Quelldaten
○ ○ ○ ○ ○ ○ ○

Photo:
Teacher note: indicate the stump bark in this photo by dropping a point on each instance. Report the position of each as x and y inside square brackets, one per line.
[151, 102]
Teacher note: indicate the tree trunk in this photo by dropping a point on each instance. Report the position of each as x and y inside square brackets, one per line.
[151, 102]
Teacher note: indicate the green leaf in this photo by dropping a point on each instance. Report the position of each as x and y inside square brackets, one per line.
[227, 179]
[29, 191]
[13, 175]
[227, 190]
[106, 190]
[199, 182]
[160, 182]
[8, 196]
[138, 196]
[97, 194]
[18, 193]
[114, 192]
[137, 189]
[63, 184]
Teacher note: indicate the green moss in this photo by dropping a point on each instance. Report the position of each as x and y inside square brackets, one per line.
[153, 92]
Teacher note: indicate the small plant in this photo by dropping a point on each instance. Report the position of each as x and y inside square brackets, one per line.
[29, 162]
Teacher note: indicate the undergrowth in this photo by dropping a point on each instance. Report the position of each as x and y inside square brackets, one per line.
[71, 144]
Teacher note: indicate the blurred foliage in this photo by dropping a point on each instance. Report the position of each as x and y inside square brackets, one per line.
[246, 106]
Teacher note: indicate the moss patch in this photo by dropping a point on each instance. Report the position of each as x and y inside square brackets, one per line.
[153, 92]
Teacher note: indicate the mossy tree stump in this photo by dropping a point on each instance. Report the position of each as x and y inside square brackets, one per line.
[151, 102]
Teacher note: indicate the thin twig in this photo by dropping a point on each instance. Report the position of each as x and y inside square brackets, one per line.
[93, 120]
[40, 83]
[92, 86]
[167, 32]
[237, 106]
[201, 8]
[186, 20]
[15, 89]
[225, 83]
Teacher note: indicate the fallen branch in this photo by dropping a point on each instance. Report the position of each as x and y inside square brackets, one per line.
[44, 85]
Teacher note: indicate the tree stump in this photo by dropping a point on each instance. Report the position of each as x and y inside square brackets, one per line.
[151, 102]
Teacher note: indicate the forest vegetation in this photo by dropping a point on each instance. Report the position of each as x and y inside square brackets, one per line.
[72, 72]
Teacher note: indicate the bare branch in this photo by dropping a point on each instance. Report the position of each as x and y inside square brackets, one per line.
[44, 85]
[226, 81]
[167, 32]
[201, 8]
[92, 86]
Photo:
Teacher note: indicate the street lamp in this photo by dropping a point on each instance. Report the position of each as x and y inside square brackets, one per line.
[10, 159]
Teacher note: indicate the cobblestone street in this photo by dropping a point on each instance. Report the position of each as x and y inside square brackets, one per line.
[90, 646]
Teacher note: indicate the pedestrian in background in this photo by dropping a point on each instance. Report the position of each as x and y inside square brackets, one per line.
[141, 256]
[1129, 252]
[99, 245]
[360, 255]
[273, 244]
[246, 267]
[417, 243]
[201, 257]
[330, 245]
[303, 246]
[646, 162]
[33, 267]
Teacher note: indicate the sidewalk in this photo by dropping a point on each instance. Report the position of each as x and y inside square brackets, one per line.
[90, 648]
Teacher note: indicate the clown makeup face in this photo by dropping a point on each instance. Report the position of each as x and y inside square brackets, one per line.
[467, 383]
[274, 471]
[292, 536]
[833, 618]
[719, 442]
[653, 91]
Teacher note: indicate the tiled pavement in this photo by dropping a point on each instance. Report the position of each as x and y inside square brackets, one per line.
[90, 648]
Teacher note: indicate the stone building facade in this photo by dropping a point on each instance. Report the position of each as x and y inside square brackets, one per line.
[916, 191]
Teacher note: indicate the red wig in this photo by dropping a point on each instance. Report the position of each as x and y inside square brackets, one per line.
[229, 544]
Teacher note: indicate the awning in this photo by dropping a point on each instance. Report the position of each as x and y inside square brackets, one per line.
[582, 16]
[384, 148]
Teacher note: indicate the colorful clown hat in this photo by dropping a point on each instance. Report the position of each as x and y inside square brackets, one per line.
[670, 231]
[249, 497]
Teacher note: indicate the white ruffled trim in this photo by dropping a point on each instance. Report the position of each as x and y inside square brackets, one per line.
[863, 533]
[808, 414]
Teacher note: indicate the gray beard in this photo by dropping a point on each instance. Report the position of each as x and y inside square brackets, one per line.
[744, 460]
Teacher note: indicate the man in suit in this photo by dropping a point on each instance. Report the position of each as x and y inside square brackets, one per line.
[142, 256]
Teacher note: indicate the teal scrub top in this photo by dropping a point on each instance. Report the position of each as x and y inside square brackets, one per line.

○ ○ ○ ○ ○ ○ ○

◆ **ZU ERLEDIGEN**
Wiederhole das gesamte Material oben Zeile für Zeile, ohne etwas daran zu ändern.

◆ **KORREKTE AUSGABE**
Photo:
Teacher note: indicate the stump bark in this photo by dropping a point on each instance. Report the position of each as x and y inside square brackets, one per line.
[151, 102]
Teacher note: indicate the tree trunk in this photo by dropping a point on each instance. Report the position of each as x and y inside square brackets, one per line.
[151, 102]
Teacher note: indicate the green leaf in this photo by dropping a point on each instance. Report the position of each as x and y inside square brackets, one per line.
[227, 179]
[29, 191]
[13, 175]
[227, 190]
[106, 190]
[199, 182]
[160, 182]
[8, 196]
[138, 196]
[97, 194]
[18, 193]
[114, 192]
[137, 189]
[63, 184]
Teacher note: indicate the green moss in this photo by dropping a point on each instance. Report the position of each as x and y inside square brackets, one per line.
[153, 92]
Teacher note: indicate the small plant in this photo by dropping a point on each instance. Report the position of each as x and y inside square brackets, one per line.
[29, 162]
Teacher note: indicate the undergrowth in this photo by dropping a point on each instance. Report the position of each as x and y inside square brackets, one per line.
[71, 144]
Teacher note: indicate the blurred foliage in this photo by dropping a point on each instance. Report the position of each as x and y inside square brackets, one per line.
[246, 106]
Teacher note: indicate the moss patch in this photo by dropping a point on each instance. Report the position of each as x and y inside square brackets, one per line.
[153, 92]
Teacher note: indicate the mossy tree stump in this photo by dropping a point on each instance. Report the position of each as x and y inside square brackets, one per line.
[151, 102]
Teacher note: indicate the thin twig in this photo by dropping a point on each instance. Report the position of each as x and y inside square brackets, one per line.
[93, 120]
[40, 83]
[92, 86]
[167, 32]
[237, 106]
[201, 8]
[186, 20]
[15, 89]
[225, 83]
Teacher note: indicate the fallen branch in this photo by dropping a point on each instance. Report the position of each as x and y inside square brackets, one per line.
[44, 85]
Teacher note: indicate the tree stump in this photo by dropping a point on each instance. Report the position of each as x and y inside square brackets, one per line.
[151, 102]
Teacher note: indicate the forest vegetation in this photo by dropping a point on each instance. Report the position of each as x and y inside square brackets, one per line.
[72, 72]
Teacher note: indicate the bare branch in this photo by dropping a point on each instance. Report the position of each as x and y inside square brackets, one per line.
[44, 85]
[226, 81]
[167, 32]
[201, 8]
[92, 86]
Photo:
Teacher note: indicate the street lamp in this photo by dropping a point on each instance. Report the position of each as x and y inside square brackets, one per line.
[10, 159]
Teacher note: indicate the cobblestone street in this photo by dropping a point on each instance. Report the position of each as x and y inside square brackets, one per line.
[90, 646]
Teacher note: indicate the pedestrian in background in this photo by dropping a point on each instance. Report the position of each as x and y inside square brackets, one per line.
[141, 256]
[1129, 252]
[99, 245]
[360, 255]
[273, 244]
[246, 267]
[417, 243]
[201, 257]
[330, 245]
[303, 246]
[646, 162]
[33, 267]
Teacher note: indicate the sidewalk in this photo by dropping a point on each instance. Report the position of each as x and y inside square brackets, one per line.
[90, 648]
Teacher note: indicate the clown makeup face in this photo by dropping a point on each instance. Report the position of each as x and y inside square brackets, one per line.
[467, 383]
[274, 471]
[292, 536]
[833, 618]
[719, 442]
[653, 91]
Teacher note: indicate the tiled pavement in this photo by dropping a point on each instance. Report the position of each as x and y inside square brackets, one per line.
[90, 648]
Teacher note: indicate the stone building facade in this photo by dropping a point on each instance. Report the position of each as x and y inside square brackets, one per line.
[916, 191]
Teacher note: indicate the red wig in this photo by dropping a point on each instance. Report the position of each as x and y inside square brackets, one per line.
[229, 544]
Teacher note: indicate the awning in this photo by dropping a point on each instance. Report the position of each as x and y inside square brackets, one per line.
[582, 16]
[384, 148]
Teacher note: indicate the colorful clown hat in this photo by dropping a point on each instance. Report the position of each as x and y inside square brackets, one per line.
[670, 231]
[249, 497]
Teacher note: indicate the white ruffled trim in this photo by dropping a point on each instance. Report the position of each as x and y inside square brackets, one per line.
[863, 533]
[808, 414]
Teacher note: indicate the gray beard in this photo by dropping a point on each instance. Report the position of each as x and y inside square brackets, one per line.
[744, 460]
Teacher note: indicate the man in suit in this photo by dropping a point on each instance. Report the position of each as x and y inside square brackets, one per line.
[142, 256]
Teacher note: indicate the teal scrub top in this photo by dropping a point on each instance. Report the position of each as x and y inside square brackets, one per line.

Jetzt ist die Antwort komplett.